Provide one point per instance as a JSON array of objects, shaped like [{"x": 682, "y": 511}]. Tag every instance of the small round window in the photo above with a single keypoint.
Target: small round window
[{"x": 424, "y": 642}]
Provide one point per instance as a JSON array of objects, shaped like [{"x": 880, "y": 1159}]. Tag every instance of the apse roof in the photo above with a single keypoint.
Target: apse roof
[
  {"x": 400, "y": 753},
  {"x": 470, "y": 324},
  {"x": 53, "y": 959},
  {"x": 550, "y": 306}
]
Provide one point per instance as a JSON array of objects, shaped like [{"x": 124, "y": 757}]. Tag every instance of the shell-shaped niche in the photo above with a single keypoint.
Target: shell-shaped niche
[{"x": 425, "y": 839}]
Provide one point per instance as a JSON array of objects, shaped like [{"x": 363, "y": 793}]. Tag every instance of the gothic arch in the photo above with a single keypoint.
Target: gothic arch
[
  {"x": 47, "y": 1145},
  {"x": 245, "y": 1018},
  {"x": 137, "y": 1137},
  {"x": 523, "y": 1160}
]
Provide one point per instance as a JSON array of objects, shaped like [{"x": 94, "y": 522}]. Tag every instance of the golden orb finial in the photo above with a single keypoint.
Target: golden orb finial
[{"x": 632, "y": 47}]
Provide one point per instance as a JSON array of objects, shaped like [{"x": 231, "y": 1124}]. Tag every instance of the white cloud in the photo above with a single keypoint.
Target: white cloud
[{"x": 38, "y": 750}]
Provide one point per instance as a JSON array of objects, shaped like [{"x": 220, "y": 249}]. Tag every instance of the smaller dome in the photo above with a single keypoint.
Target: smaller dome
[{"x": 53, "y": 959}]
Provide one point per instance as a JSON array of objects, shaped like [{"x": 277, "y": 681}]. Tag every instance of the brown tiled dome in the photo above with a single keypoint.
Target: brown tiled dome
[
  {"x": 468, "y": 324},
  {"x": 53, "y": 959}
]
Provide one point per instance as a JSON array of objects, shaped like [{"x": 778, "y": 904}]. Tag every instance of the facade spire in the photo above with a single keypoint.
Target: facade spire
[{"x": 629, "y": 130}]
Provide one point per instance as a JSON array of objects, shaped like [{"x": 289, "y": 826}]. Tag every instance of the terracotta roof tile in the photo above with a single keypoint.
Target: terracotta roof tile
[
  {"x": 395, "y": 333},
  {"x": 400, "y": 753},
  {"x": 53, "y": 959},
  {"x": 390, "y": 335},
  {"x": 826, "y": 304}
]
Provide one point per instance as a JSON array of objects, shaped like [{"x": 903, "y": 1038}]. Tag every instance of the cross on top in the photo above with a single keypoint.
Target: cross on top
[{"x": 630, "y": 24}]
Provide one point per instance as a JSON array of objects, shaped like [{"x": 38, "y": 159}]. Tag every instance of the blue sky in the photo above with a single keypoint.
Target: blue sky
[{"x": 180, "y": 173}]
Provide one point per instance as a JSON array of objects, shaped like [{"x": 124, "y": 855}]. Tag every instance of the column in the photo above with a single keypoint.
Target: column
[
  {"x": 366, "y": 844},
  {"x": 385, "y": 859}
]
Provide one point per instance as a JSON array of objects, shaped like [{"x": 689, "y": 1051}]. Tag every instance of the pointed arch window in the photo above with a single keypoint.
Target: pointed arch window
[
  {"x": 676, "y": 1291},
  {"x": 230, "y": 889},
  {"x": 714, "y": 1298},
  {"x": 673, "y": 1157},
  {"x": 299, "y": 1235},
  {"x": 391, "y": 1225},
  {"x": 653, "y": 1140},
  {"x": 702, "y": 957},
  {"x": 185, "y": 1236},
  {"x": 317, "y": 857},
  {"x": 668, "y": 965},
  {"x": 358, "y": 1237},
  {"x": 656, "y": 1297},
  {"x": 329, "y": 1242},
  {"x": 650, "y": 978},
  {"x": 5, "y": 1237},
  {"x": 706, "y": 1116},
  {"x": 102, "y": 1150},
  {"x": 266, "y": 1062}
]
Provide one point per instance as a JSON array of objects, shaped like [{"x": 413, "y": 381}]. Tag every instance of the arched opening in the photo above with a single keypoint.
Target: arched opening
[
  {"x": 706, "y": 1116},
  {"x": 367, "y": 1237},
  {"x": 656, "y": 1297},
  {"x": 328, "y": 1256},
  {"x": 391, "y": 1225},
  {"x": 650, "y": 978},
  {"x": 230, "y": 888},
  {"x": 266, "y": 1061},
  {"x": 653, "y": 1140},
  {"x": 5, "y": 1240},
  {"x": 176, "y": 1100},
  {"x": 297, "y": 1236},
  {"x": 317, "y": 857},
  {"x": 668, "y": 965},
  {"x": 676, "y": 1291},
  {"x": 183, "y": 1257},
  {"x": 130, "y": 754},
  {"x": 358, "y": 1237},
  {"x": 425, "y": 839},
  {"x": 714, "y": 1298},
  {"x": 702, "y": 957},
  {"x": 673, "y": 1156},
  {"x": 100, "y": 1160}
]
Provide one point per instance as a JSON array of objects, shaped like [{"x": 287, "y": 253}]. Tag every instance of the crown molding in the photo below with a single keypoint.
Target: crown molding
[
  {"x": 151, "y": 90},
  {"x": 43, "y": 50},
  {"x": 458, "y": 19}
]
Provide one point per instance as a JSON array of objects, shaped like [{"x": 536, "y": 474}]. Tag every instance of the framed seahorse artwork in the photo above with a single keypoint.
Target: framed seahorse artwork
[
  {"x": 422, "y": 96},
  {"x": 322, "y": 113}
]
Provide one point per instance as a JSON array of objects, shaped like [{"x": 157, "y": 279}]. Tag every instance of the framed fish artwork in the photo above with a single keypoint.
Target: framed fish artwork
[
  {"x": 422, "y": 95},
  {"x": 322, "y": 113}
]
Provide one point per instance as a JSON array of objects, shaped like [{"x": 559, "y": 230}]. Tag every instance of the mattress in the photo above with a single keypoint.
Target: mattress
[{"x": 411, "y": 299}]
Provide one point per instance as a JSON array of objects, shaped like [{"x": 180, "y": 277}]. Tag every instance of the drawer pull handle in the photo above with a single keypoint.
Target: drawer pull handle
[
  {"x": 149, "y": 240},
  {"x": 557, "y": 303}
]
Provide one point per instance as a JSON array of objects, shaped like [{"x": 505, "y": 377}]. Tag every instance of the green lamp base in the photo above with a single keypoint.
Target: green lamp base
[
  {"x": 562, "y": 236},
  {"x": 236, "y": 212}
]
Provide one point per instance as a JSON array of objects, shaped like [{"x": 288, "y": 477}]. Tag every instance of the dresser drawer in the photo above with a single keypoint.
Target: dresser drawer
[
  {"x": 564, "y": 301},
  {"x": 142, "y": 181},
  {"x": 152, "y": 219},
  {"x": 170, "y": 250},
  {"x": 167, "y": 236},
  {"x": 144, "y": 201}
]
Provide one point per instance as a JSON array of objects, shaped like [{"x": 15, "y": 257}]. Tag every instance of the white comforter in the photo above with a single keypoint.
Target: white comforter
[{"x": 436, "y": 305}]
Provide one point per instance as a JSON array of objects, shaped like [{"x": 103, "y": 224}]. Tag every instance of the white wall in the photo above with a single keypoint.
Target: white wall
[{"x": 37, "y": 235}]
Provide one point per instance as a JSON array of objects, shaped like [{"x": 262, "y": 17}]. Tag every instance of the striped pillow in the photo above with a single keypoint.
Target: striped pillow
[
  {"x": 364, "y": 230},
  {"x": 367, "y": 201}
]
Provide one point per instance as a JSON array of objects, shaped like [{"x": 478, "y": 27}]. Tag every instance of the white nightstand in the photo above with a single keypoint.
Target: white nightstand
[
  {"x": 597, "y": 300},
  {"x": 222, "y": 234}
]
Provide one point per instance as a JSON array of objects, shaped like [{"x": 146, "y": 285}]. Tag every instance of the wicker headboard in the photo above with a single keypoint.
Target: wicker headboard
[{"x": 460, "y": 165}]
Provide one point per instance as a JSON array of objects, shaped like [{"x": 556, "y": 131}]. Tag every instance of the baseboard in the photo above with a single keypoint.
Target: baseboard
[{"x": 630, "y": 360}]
--------------------------------
▶ AIM
Find the line containing "of the green", then output it and every line after it to the end of the data, exactly.

▶ REPLY
Provide one point per instance as a JSON array of objects, shaped like [{"x": 505, "y": 377}]. Tag every instance of the green lamp base in the photo above with a single keypoint.
Target: green lamp base
[
  {"x": 562, "y": 236},
  {"x": 236, "y": 212}
]
Provide one point per instance as a JSON array of objects, shaped like [{"x": 288, "y": 477}]. Tag every instance of the dresser drawer in the photo above with a single keypoint.
Target: dresser drawer
[
  {"x": 564, "y": 301},
  {"x": 142, "y": 181},
  {"x": 152, "y": 219},
  {"x": 170, "y": 250},
  {"x": 167, "y": 236},
  {"x": 144, "y": 201}
]
Provide one point per instance as a JSON array of objects, shaped like [{"x": 15, "y": 257}]. Tag every instance of the white comforter in the photo above with a single keypoint.
Target: white comforter
[{"x": 436, "y": 305}]
Provide one point per instance as a JSON array of objects, shaped like [{"x": 103, "y": 224}]. Tag every instance of the white wall in the photo above with a single keypoint.
Target: white wall
[{"x": 37, "y": 235}]
Provide one point per instance as a JSON array of objects, shaped like [{"x": 262, "y": 17}]. Tag every instance of the striped pillow in the photo above with a single keypoint.
Target: striped pillow
[
  {"x": 364, "y": 230},
  {"x": 367, "y": 201}
]
Provide one point per instance as a JSON array of objects, shaped like [{"x": 478, "y": 27}]. Tag every instance of the white nightstand in the photo above with a single keypoint.
Target: white nightstand
[
  {"x": 597, "y": 300},
  {"x": 222, "y": 234}
]
Provide one point per instance as a JSON array of objects, shaped like [{"x": 146, "y": 285}]. Tag every instance of the wicker headboard in the photo above with a single keypoint.
Target: wicker headboard
[{"x": 460, "y": 165}]
Provide one point per instance as a JSON array of objects, shaped like [{"x": 556, "y": 131}]. Tag every instance of the baseboard in the photo above with a single keypoint.
Target: baseboard
[{"x": 630, "y": 360}]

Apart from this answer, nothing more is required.